#### Task details:
Repeat the whole listing, keeping each line as it is.

============================================================

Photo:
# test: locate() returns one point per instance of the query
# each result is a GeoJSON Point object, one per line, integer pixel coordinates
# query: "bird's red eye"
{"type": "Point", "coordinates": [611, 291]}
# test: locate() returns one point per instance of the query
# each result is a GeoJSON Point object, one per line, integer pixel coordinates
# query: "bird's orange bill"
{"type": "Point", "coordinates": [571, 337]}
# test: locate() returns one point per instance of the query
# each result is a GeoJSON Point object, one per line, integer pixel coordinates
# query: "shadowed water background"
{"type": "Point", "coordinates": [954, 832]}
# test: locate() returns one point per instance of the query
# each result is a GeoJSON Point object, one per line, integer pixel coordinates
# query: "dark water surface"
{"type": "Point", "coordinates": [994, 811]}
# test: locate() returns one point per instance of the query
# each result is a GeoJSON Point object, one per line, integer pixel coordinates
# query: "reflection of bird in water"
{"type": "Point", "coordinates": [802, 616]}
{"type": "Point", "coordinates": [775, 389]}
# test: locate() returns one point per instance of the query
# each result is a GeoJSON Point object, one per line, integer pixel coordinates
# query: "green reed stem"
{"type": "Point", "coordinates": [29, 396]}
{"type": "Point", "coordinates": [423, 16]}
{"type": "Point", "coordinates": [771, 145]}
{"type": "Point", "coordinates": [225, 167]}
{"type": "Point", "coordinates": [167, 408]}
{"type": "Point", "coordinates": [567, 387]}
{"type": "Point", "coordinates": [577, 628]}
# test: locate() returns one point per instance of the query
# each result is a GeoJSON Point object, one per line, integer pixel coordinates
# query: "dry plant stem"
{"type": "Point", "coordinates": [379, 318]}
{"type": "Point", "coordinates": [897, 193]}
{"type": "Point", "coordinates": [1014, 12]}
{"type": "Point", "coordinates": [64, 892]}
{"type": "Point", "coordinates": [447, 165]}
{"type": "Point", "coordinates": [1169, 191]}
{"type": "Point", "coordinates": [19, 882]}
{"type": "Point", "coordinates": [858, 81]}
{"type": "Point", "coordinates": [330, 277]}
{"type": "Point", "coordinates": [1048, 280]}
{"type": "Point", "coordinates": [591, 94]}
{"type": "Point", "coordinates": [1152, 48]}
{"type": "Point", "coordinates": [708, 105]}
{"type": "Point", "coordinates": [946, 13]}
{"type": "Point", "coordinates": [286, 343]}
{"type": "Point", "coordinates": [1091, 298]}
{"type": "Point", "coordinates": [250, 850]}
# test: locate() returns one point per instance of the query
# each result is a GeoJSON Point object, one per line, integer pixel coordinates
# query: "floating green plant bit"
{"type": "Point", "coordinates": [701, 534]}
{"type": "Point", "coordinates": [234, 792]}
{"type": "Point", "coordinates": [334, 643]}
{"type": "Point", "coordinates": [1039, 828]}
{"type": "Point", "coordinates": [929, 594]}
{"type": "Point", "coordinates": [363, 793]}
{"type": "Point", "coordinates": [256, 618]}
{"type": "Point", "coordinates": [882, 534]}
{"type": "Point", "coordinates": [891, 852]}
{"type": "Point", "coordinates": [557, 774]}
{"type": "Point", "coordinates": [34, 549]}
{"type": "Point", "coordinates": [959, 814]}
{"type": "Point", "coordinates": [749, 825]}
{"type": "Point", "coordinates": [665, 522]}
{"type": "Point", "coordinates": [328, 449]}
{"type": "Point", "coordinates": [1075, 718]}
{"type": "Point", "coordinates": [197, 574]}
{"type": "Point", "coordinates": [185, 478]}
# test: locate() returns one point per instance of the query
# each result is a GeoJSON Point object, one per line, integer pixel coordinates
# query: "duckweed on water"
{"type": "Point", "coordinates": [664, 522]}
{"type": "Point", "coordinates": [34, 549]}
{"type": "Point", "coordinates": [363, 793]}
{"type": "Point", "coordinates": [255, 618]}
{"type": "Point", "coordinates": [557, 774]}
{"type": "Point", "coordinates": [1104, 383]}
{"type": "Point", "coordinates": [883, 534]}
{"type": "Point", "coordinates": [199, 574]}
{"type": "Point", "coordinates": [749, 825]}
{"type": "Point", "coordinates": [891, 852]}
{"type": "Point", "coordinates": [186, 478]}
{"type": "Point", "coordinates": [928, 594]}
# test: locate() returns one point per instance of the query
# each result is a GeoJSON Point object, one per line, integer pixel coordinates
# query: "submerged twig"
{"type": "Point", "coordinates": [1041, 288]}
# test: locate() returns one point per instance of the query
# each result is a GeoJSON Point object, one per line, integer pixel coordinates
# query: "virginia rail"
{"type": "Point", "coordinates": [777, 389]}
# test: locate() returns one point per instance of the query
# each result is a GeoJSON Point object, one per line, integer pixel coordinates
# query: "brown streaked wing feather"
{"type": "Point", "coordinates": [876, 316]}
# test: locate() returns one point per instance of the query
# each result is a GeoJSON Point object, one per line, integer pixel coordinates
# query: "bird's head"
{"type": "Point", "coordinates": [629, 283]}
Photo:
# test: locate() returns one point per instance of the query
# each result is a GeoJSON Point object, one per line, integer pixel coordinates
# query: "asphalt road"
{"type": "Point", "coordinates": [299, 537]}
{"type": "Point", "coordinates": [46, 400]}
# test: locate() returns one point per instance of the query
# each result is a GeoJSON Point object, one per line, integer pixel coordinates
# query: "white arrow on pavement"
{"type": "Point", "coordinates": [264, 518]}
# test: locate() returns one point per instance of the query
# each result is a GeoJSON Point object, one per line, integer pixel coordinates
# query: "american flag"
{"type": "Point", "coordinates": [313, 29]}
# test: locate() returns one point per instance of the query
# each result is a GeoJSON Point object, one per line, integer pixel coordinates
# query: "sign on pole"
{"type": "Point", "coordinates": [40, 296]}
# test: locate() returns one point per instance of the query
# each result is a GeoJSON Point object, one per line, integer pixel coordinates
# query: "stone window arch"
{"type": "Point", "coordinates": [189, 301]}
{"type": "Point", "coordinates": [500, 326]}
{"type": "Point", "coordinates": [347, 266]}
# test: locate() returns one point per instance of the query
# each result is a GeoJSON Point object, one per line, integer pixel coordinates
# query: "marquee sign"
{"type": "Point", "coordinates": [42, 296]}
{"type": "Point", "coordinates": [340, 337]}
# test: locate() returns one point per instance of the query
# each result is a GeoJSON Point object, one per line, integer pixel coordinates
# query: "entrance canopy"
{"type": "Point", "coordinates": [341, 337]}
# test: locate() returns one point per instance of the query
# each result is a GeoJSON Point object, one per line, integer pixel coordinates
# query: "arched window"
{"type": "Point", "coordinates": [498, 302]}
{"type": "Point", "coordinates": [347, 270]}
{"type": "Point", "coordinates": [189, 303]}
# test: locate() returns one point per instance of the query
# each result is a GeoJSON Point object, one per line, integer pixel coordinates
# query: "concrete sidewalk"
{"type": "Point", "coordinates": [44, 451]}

============================================================

#### Exercise output:
Photo:
# test: locate() returns one point per instance of the query
# each result is a GeoJSON Point object, one per line, integer pixel coordinates
# query: "bird's red eye"
{"type": "Point", "coordinates": [611, 291]}
# test: locate() returns one point per instance of the query
# each result is a GeoJSON Point object, one per line, integer pixel coordinates
# query: "bird's orange bill"
{"type": "Point", "coordinates": [571, 337]}
# test: locate() returns one point per instance of the query
# each result is a GeoJSON Point object, one per line, integer pixel coordinates
# query: "shadowed water background"
{"type": "Point", "coordinates": [954, 832]}
# test: locate() returns one point per instance of the query
# each result is a GeoJSON Point object, one per line, integer pixel coordinates
# query: "dark water surface"
{"type": "Point", "coordinates": [994, 811]}
# test: locate() returns one point per instance of the query
# each result is a GeoJSON Point object, one per line, integer pixel coordinates
# query: "reflection of bird in water"
{"type": "Point", "coordinates": [802, 616]}
{"type": "Point", "coordinates": [775, 389]}
# test: locate() returns one point per instance of the query
# each result is a GeoJSON Point object, one per line, integer pixel coordinates
# query: "green reed stem"
{"type": "Point", "coordinates": [29, 396]}
{"type": "Point", "coordinates": [423, 16]}
{"type": "Point", "coordinates": [771, 145]}
{"type": "Point", "coordinates": [225, 167]}
{"type": "Point", "coordinates": [167, 408]}
{"type": "Point", "coordinates": [567, 387]}
{"type": "Point", "coordinates": [577, 628]}
# test: locate() returns one point per instance of the query
# each result is a GeoJSON Point object, one per line, integer pixel coordinates
# query: "dry plant stem"
{"type": "Point", "coordinates": [379, 318]}
{"type": "Point", "coordinates": [897, 193]}
{"type": "Point", "coordinates": [1014, 12]}
{"type": "Point", "coordinates": [64, 892]}
{"type": "Point", "coordinates": [447, 165]}
{"type": "Point", "coordinates": [1169, 191]}
{"type": "Point", "coordinates": [19, 882]}
{"type": "Point", "coordinates": [858, 81]}
{"type": "Point", "coordinates": [330, 277]}
{"type": "Point", "coordinates": [1048, 280]}
{"type": "Point", "coordinates": [591, 94]}
{"type": "Point", "coordinates": [1152, 48]}
{"type": "Point", "coordinates": [708, 105]}
{"type": "Point", "coordinates": [946, 13]}
{"type": "Point", "coordinates": [286, 343]}
{"type": "Point", "coordinates": [1091, 298]}
{"type": "Point", "coordinates": [250, 850]}
# test: locate() returns one point per instance of the query
# each result is a GeoJSON Point object, one per line, integer pixel coordinates
# query: "floating green plant bit"
{"type": "Point", "coordinates": [701, 534]}
{"type": "Point", "coordinates": [234, 792]}
{"type": "Point", "coordinates": [334, 643]}
{"type": "Point", "coordinates": [1039, 828]}
{"type": "Point", "coordinates": [929, 594]}
{"type": "Point", "coordinates": [363, 793]}
{"type": "Point", "coordinates": [256, 618]}
{"type": "Point", "coordinates": [882, 534]}
{"type": "Point", "coordinates": [891, 852]}
{"type": "Point", "coordinates": [557, 774]}
{"type": "Point", "coordinates": [34, 549]}
{"type": "Point", "coordinates": [959, 814]}
{"type": "Point", "coordinates": [749, 825]}
{"type": "Point", "coordinates": [665, 522]}
{"type": "Point", "coordinates": [328, 449]}
{"type": "Point", "coordinates": [1075, 718]}
{"type": "Point", "coordinates": [197, 574]}
{"type": "Point", "coordinates": [185, 478]}
# test: locate() returns one point per instance of the query
# each result is a GeoJSON Point object, one per line, integer pixel coordinates
# query: "duckweed on water"
{"type": "Point", "coordinates": [664, 522]}
{"type": "Point", "coordinates": [34, 549]}
{"type": "Point", "coordinates": [363, 793]}
{"type": "Point", "coordinates": [255, 618]}
{"type": "Point", "coordinates": [557, 774]}
{"type": "Point", "coordinates": [1104, 383]}
{"type": "Point", "coordinates": [883, 534]}
{"type": "Point", "coordinates": [199, 574]}
{"type": "Point", "coordinates": [749, 825]}
{"type": "Point", "coordinates": [891, 852]}
{"type": "Point", "coordinates": [186, 478]}
{"type": "Point", "coordinates": [928, 594]}
# test: locate() returns one point per instance of the query
# each result is a GeoJSON Point object, one per line, integer pixel coordinates
# query: "submerged twig"
{"type": "Point", "coordinates": [1041, 288]}
# test: locate() returns one point per instance of the query
# each result is a GeoJSON Point object, one per line, integer pixel coordinates
# query: "virginia rail"
{"type": "Point", "coordinates": [777, 389]}
# test: locate() returns one point per instance of the query
# each result is a GeoJSON Point object, one per line, integer pixel coordinates
# query: "brown streaked wing feather"
{"type": "Point", "coordinates": [876, 316]}
# test: locate() returns one point per instance of the query
# each result is a GeoJSON Point object, one per line, integer pixel coordinates
# query: "bird's head"
{"type": "Point", "coordinates": [629, 283]}
Photo:
# test: locate() returns one point per instance of the query
# each result is a GeoJSON Point object, one per line, integer pixel coordinates
# query: "asphalt road"
{"type": "Point", "coordinates": [299, 537]}
{"type": "Point", "coordinates": [46, 400]}
# test: locate() returns one point per instance of the query
# each result is a GeoJSON Point object, one per line, integer pixel coordinates
# query: "white arrow on pavement"
{"type": "Point", "coordinates": [264, 518]}
# test: locate() returns one point per instance of the query
# each result is a GeoJSON Point object, one per line, integer pixel coordinates
# query: "american flag"
{"type": "Point", "coordinates": [313, 29]}
# test: locate() returns one point per instance of the query
# each result is a GeoJSON Point object, one per line, integer pixel coordinates
# query: "sign on pole"
{"type": "Point", "coordinates": [40, 296]}
# test: locate() returns one point per instance of the query
# each result is a GeoJSON Point object, one per line, integer pixel coordinates
# query: "stone window arch"
{"type": "Point", "coordinates": [189, 301]}
{"type": "Point", "coordinates": [500, 326]}
{"type": "Point", "coordinates": [347, 266]}
# test: locate() returns one point per instance of the query
# each result is a GeoJSON Point object, one per line, integer pixel coordinates
# query: "marquee sign"
{"type": "Point", "coordinates": [42, 296]}
{"type": "Point", "coordinates": [340, 337]}
# test: locate() returns one point per instance of the query
# each result is a GeoJSON Point object, one per line, integer pixel coordinates
# query: "entrance canopy"
{"type": "Point", "coordinates": [341, 337]}
# test: locate() returns one point per instance of the query
# each result is a GeoJSON Point object, one per line, integer pixel coordinates
# query: "arched window"
{"type": "Point", "coordinates": [498, 302]}
{"type": "Point", "coordinates": [347, 270]}
{"type": "Point", "coordinates": [189, 303]}
# test: locate() returns one point per instance of the query
# each result is a GeoJSON Point object, one per line, integer pixel coordinates
# query: "concrete sidewalk"
{"type": "Point", "coordinates": [44, 451]}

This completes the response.